** WHAT IS NEEDED **
Pull out each line of the material below that contains the word "cloud", and list those lines in their original order.

** MATERIAL PROVIDED **
▬▬▬▬▬▬
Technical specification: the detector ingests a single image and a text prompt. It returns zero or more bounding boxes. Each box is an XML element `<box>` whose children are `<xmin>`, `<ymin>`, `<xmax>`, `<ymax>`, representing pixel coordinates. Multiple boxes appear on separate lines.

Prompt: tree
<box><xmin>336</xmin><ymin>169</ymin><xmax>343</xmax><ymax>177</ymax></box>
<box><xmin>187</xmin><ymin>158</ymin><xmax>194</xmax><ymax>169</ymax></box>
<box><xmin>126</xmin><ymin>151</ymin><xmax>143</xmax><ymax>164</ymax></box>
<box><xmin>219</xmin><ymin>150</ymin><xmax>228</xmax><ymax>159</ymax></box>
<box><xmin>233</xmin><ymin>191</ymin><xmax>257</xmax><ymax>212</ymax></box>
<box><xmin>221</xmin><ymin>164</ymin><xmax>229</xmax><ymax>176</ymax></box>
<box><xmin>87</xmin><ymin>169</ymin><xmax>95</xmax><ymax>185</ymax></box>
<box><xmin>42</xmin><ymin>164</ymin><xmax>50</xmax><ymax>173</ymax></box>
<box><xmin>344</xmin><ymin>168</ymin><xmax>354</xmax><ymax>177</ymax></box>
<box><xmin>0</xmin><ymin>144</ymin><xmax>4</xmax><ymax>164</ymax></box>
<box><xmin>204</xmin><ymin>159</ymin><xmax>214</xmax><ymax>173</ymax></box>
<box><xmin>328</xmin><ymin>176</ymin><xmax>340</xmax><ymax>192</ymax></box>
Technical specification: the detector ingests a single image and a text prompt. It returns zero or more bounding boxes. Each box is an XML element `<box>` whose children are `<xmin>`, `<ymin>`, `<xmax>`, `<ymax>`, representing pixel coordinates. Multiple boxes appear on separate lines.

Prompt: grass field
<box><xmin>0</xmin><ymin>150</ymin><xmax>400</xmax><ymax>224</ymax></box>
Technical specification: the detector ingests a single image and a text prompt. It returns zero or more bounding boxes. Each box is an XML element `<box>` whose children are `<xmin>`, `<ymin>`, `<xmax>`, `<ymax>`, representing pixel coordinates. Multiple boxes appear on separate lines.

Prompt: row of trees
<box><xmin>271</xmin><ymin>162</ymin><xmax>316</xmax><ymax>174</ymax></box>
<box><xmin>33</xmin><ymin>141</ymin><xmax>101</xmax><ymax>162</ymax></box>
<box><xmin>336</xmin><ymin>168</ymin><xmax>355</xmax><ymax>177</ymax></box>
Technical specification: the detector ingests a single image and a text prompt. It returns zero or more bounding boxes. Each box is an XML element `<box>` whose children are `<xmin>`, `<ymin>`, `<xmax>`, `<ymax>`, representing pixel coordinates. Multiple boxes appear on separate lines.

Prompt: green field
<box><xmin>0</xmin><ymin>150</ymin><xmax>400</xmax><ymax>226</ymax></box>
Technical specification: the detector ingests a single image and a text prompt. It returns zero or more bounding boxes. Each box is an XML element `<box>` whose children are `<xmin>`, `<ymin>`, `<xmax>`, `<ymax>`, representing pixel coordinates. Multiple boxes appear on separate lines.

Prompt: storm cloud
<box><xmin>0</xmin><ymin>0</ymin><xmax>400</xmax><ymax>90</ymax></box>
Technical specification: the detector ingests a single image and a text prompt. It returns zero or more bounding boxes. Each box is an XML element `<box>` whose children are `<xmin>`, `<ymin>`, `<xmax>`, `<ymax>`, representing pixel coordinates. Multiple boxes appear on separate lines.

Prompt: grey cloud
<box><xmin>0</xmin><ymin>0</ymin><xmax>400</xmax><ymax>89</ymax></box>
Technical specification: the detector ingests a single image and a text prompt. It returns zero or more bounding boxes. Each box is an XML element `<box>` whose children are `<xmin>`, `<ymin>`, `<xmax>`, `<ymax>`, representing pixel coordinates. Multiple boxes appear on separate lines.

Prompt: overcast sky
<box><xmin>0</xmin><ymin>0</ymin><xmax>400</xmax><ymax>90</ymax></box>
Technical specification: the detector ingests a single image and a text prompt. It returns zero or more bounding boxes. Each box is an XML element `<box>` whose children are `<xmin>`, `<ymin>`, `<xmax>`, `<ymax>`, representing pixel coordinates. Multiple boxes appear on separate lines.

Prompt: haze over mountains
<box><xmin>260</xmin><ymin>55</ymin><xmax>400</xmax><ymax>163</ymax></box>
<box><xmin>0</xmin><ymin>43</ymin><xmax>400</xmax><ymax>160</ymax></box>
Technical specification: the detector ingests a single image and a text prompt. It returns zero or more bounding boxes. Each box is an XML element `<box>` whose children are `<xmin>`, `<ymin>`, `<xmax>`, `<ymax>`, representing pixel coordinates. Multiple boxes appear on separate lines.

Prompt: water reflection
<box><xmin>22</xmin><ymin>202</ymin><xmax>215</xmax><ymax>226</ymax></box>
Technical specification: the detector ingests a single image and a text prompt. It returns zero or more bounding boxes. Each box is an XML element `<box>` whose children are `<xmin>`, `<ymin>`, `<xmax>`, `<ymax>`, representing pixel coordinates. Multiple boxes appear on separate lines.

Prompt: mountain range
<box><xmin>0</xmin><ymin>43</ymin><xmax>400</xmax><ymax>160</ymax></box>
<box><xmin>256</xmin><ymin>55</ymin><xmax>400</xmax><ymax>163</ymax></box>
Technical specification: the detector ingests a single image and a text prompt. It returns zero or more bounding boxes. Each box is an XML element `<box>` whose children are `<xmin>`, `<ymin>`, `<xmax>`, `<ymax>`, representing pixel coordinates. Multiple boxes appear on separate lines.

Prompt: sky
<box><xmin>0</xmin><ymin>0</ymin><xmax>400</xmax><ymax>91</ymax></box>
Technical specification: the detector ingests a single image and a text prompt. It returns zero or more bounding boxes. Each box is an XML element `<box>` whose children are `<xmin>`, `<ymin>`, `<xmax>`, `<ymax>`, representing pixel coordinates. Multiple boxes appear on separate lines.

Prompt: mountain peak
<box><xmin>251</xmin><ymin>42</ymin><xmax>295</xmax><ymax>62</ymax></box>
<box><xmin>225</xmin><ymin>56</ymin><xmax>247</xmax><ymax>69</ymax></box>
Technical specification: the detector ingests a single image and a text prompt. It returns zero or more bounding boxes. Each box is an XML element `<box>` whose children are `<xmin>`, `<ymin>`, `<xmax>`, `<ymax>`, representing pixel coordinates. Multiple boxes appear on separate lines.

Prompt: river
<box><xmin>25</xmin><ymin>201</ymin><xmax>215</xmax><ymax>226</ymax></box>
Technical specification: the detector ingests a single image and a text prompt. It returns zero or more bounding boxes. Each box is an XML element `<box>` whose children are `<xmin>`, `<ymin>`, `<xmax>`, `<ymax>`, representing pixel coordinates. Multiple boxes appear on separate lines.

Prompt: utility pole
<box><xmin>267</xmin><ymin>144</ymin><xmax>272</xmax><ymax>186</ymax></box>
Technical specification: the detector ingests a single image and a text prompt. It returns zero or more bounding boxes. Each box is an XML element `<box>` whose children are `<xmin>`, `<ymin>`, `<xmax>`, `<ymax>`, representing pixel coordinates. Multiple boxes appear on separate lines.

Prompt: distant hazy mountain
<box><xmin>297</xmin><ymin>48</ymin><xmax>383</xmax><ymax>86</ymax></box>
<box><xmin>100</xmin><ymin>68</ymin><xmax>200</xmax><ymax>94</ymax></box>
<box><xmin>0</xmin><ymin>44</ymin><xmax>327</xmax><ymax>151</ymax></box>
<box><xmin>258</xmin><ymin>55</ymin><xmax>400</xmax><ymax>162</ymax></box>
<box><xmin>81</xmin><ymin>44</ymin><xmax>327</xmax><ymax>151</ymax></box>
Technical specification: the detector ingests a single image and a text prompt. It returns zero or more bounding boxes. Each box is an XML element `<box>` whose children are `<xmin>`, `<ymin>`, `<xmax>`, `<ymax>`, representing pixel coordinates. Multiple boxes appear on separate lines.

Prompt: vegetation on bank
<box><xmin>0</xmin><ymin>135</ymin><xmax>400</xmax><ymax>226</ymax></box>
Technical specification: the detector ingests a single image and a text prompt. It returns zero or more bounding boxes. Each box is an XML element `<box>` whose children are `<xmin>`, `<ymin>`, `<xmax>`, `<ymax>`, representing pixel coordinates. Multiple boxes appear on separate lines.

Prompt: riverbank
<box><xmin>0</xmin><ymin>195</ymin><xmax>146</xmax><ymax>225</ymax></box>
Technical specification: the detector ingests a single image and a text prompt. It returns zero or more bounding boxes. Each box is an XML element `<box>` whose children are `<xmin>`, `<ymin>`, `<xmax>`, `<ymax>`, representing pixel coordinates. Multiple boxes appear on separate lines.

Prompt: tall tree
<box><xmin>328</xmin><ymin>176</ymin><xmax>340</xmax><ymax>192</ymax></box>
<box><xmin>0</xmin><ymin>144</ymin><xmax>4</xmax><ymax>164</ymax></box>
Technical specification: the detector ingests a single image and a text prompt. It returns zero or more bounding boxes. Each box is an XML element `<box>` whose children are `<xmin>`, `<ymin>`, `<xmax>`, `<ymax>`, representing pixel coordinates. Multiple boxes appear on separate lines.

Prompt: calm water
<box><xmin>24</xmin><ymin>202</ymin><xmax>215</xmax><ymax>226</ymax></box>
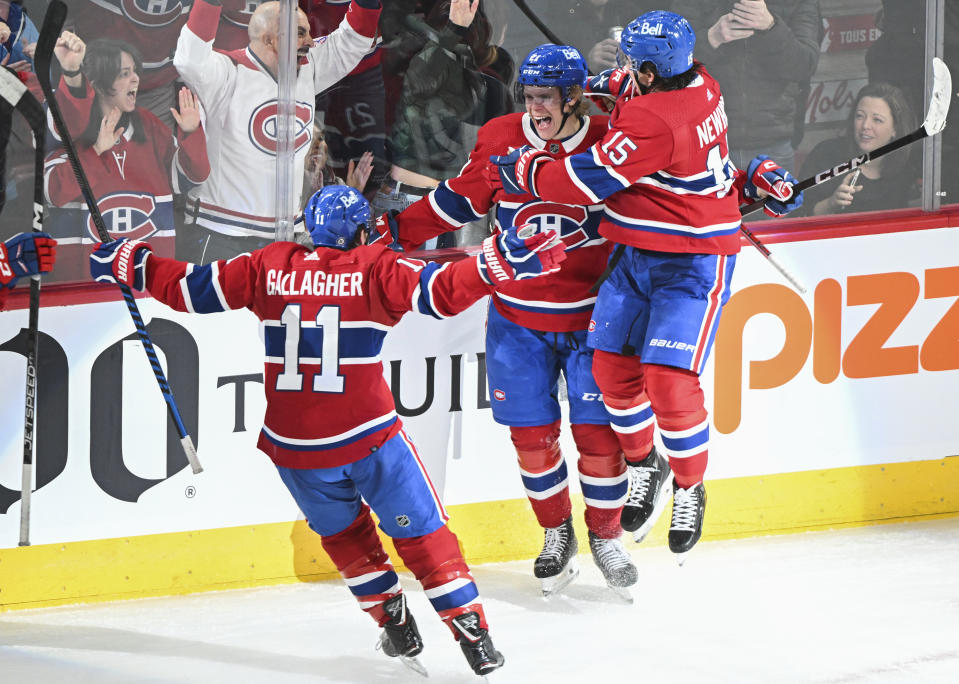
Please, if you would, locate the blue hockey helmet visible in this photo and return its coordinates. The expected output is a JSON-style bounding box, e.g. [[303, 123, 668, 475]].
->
[[515, 43, 589, 102], [619, 10, 696, 78], [303, 185, 372, 250]]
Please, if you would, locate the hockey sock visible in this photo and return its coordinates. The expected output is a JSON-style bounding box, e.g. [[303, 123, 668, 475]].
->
[[570, 424, 629, 539], [645, 364, 709, 489], [320, 504, 402, 627], [509, 420, 572, 527], [593, 349, 655, 462], [393, 525, 487, 639]]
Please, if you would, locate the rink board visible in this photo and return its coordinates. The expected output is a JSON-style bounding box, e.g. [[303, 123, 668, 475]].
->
[[0, 215, 959, 610]]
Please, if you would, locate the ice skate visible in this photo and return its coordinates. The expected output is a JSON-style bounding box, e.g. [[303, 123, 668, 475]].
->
[[589, 532, 638, 603], [452, 611, 506, 679], [376, 594, 430, 677], [533, 516, 579, 596], [621, 447, 673, 544], [669, 482, 706, 565]]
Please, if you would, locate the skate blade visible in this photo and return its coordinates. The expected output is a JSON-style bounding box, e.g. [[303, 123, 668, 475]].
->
[[540, 556, 579, 598], [397, 656, 430, 677], [633, 478, 673, 544]]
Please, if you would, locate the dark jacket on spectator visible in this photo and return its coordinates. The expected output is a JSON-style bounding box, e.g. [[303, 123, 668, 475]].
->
[[670, 0, 822, 148]]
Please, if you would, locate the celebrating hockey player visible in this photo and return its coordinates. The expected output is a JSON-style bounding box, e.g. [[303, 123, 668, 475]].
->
[[368, 45, 652, 594], [490, 11, 802, 554], [90, 185, 565, 674], [0, 231, 57, 309]]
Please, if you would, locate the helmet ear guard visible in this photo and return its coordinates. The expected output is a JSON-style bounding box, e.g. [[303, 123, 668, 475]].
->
[[303, 185, 373, 250]]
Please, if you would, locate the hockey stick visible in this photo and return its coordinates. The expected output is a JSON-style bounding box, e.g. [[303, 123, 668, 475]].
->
▬▬▬▬▬▬
** OUTPUT BELOW **
Prompt: storm cloud
Prompt: grey cloud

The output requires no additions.